(Dataset rows showing where objects appear)

────────

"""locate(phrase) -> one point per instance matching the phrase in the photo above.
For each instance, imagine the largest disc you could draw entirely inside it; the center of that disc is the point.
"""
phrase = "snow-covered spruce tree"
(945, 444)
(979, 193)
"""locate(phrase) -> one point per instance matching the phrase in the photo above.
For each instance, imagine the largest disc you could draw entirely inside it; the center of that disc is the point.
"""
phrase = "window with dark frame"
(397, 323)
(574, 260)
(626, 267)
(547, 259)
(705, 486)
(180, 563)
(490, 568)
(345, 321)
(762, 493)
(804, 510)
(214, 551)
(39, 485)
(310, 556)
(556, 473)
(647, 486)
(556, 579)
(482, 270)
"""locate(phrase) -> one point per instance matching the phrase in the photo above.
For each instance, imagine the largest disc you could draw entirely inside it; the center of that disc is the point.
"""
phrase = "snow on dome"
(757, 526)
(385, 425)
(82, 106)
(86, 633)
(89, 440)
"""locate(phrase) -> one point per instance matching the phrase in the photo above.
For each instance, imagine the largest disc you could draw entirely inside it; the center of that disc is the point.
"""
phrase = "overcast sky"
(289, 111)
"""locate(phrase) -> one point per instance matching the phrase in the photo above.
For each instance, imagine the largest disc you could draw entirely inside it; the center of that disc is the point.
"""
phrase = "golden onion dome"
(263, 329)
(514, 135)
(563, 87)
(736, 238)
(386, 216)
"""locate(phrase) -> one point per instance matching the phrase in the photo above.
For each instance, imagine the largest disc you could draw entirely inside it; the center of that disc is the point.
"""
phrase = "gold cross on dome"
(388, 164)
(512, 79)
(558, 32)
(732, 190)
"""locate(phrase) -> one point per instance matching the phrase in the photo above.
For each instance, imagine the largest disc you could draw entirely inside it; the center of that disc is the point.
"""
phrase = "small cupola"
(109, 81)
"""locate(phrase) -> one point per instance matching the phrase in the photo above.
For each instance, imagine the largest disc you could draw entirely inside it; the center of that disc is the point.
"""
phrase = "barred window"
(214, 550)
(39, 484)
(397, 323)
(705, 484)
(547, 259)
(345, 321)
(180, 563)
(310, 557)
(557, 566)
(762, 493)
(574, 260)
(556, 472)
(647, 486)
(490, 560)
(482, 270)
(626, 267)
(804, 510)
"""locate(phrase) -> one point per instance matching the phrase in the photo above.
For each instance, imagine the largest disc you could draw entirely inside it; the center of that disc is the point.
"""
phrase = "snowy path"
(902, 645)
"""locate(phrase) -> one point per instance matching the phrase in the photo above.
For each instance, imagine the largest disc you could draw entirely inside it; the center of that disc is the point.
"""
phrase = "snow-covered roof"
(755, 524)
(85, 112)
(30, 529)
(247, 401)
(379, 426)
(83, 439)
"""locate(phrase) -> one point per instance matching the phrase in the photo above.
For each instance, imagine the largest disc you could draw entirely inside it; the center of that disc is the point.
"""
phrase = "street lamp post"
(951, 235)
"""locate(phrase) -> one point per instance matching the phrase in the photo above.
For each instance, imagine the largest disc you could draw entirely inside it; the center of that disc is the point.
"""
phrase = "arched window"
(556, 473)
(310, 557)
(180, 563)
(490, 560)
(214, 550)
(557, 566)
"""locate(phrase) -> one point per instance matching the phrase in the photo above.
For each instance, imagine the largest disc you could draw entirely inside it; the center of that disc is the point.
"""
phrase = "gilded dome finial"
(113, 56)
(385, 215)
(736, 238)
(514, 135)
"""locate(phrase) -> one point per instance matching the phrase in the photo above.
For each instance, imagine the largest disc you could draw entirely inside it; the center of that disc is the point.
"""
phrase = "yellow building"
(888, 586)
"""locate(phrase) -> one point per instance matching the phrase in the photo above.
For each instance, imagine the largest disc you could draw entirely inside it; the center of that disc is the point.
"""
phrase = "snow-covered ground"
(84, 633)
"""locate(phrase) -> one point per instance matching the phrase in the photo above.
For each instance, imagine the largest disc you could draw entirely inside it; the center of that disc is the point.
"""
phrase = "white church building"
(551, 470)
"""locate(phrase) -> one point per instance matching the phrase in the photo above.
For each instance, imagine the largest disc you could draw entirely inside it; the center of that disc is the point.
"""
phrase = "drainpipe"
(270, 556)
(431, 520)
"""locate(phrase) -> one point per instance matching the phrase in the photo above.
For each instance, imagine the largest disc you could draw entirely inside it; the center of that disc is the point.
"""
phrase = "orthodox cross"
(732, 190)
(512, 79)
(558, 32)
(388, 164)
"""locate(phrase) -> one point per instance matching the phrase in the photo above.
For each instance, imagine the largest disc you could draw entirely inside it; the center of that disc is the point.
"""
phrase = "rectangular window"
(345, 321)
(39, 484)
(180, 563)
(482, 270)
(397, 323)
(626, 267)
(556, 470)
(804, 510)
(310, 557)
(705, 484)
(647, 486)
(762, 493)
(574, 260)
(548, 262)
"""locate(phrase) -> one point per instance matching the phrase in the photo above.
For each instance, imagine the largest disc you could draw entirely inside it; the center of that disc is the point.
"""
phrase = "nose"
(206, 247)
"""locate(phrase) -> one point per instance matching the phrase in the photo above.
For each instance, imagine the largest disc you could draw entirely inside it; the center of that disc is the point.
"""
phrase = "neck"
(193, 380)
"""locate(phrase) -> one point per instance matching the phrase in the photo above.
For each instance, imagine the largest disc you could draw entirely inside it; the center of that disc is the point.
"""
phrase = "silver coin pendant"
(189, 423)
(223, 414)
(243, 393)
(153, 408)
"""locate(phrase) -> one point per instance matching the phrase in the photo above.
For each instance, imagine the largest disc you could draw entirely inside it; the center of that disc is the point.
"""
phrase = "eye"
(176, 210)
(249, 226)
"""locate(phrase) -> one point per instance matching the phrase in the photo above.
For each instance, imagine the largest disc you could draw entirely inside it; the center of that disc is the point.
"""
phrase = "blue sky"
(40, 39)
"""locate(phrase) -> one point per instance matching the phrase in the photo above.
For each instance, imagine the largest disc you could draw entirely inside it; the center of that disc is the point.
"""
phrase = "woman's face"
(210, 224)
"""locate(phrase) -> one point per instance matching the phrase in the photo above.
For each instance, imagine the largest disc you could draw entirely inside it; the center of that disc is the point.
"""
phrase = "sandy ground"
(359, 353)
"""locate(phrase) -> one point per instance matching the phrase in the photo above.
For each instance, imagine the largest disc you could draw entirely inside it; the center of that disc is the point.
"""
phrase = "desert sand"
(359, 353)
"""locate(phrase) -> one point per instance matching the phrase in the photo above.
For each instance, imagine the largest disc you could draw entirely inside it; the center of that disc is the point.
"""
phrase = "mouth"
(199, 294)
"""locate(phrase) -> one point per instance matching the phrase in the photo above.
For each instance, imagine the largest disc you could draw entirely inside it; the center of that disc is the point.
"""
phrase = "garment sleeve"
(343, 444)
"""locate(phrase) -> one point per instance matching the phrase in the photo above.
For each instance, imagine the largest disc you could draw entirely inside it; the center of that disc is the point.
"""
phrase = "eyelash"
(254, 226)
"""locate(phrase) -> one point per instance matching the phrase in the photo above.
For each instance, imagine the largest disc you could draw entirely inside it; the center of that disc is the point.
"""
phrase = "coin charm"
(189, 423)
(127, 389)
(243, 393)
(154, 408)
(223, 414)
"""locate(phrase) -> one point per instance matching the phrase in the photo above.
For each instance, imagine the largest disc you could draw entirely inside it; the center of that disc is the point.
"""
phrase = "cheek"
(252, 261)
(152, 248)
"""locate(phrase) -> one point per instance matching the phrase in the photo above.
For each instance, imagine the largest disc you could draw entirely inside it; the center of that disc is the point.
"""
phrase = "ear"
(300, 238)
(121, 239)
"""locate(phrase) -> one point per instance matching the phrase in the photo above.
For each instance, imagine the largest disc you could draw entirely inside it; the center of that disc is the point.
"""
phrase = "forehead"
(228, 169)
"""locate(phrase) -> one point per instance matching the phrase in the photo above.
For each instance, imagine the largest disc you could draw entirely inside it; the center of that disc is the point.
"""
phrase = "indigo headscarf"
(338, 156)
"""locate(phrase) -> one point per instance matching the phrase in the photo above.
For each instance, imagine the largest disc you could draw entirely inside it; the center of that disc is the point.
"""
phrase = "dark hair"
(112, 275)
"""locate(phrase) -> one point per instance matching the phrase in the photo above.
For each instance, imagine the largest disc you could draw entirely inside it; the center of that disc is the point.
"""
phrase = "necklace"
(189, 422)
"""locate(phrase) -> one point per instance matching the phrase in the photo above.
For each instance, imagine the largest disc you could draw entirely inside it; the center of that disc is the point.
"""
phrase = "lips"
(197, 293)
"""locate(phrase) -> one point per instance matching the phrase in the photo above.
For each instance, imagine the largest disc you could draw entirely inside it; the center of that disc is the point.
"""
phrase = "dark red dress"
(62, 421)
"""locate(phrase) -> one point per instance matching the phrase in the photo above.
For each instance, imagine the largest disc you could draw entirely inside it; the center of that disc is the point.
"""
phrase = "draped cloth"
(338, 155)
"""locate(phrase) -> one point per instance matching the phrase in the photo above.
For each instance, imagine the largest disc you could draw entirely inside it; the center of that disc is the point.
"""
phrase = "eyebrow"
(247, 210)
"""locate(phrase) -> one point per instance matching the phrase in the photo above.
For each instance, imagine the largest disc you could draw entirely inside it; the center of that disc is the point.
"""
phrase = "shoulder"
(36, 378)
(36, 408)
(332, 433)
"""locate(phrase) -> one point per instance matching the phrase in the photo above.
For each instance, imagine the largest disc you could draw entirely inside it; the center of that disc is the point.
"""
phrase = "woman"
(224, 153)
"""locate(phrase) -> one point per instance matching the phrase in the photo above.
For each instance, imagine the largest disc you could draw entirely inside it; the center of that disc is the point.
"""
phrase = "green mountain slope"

────────

Please select every line in the items above that contains the word "covered", and copy each one. Case counts.

Final result =>
phrase = "snow-covered spruce tree"
phrase = "snow-covered roof"
phrase = "snow-covered ground"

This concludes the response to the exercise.